__Exercise brief__.
Please pull out each line of the records below that contains the word "orange" and copy those lines unchanged.

__Records shown__.
_ _ _ _ _
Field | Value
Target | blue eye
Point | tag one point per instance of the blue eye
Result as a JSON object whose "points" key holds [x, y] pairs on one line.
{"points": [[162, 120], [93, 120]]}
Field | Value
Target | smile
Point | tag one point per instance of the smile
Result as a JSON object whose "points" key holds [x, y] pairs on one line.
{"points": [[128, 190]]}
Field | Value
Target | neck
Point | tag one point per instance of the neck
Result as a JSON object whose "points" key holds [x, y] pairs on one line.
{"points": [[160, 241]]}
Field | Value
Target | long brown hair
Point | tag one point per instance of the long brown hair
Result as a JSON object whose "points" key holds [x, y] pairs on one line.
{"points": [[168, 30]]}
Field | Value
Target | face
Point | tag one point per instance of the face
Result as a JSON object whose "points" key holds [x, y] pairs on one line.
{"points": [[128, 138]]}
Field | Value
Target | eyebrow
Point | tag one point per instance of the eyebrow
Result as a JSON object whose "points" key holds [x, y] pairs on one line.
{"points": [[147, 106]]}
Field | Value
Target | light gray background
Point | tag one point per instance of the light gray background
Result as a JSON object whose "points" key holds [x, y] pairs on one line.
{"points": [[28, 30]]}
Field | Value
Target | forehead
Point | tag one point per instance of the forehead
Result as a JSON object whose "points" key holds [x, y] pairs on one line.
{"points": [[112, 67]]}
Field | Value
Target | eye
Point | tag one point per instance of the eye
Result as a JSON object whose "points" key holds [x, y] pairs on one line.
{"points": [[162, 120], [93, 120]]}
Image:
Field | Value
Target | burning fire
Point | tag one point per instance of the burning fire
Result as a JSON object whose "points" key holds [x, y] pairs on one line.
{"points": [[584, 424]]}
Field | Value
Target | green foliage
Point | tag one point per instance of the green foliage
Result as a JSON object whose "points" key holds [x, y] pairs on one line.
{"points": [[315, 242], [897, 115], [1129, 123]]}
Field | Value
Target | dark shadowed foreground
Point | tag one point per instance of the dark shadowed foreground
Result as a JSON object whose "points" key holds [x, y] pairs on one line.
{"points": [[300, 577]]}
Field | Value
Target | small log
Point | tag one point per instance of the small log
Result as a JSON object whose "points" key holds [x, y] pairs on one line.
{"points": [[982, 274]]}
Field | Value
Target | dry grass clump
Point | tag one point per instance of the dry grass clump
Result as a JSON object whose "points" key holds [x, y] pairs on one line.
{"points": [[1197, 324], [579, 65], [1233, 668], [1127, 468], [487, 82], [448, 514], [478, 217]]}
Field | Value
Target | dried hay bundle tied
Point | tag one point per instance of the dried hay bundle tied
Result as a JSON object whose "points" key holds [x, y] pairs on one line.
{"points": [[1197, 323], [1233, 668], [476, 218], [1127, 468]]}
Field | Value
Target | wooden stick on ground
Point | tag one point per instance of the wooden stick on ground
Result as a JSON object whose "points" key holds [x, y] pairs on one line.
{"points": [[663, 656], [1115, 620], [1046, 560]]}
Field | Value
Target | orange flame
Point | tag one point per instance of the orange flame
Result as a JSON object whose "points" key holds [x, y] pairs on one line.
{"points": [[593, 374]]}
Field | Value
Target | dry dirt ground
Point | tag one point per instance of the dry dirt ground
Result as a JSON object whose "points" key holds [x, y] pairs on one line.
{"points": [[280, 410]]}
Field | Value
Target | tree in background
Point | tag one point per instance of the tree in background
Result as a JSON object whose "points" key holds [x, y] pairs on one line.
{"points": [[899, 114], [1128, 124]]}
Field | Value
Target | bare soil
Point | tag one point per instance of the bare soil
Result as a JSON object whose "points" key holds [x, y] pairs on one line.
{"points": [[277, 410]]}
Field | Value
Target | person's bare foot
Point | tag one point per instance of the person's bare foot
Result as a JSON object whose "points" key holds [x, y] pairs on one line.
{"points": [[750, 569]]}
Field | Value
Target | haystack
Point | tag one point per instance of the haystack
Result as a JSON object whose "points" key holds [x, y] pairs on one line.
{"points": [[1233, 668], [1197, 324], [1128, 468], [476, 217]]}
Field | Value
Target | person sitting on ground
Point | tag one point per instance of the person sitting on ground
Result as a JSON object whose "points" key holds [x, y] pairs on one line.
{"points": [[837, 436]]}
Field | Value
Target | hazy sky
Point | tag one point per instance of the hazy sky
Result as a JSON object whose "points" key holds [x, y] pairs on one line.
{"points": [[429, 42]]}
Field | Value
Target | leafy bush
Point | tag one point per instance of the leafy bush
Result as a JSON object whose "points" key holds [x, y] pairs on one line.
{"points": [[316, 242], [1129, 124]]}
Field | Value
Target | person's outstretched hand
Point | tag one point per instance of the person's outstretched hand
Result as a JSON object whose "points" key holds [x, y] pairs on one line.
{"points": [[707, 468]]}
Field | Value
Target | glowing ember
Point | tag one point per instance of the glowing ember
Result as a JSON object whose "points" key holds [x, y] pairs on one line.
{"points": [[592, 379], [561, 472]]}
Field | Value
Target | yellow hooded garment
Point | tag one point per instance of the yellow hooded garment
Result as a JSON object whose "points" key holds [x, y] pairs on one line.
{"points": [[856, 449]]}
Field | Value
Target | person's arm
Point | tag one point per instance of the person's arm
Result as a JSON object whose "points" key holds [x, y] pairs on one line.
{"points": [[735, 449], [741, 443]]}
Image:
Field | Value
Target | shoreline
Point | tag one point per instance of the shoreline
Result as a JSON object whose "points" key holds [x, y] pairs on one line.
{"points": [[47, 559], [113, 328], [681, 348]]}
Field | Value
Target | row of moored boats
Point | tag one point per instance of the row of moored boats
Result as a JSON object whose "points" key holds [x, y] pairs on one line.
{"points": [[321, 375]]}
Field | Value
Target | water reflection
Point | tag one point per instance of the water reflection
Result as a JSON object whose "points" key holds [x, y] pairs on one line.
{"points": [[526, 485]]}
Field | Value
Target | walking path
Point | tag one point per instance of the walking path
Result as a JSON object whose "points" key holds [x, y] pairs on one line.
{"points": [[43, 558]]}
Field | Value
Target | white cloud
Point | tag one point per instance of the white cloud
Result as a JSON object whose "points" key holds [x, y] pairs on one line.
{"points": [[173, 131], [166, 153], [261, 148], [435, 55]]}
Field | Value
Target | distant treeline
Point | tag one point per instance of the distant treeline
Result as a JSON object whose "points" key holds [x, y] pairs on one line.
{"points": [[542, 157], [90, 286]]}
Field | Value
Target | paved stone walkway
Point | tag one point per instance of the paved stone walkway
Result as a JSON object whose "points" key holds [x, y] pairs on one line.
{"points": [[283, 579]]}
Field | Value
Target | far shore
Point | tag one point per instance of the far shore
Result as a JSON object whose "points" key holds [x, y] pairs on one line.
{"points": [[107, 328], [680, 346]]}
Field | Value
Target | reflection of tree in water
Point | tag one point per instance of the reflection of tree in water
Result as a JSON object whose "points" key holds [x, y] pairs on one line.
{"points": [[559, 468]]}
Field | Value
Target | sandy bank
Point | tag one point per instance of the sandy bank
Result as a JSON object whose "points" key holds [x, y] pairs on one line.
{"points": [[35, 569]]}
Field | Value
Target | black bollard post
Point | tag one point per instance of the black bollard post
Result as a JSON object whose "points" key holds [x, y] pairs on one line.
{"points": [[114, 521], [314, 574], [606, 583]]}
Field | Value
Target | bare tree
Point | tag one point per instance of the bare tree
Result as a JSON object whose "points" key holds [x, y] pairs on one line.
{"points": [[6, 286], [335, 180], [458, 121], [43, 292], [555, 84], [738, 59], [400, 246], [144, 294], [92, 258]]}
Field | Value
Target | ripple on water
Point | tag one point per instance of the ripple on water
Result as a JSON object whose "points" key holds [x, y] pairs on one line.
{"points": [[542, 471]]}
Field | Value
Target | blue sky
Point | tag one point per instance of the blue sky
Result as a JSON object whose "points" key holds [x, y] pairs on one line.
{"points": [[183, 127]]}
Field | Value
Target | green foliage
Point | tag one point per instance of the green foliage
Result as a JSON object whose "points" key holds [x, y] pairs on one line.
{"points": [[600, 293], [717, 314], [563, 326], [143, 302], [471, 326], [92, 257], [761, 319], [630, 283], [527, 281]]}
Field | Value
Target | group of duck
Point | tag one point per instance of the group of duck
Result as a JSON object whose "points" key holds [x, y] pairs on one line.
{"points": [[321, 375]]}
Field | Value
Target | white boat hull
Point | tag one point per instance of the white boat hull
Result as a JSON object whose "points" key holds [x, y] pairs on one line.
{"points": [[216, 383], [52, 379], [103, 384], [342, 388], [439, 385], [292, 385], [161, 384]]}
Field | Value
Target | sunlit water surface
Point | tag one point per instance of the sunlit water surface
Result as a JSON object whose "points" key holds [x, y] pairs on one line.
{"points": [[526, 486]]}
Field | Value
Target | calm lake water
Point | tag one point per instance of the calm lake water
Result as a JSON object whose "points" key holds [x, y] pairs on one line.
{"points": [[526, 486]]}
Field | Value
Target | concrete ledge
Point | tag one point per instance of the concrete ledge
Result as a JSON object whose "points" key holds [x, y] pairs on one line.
_ _ _ _ _
__Solved problem__.
Target | orange flame
Point | tag one point per instance of the orange flame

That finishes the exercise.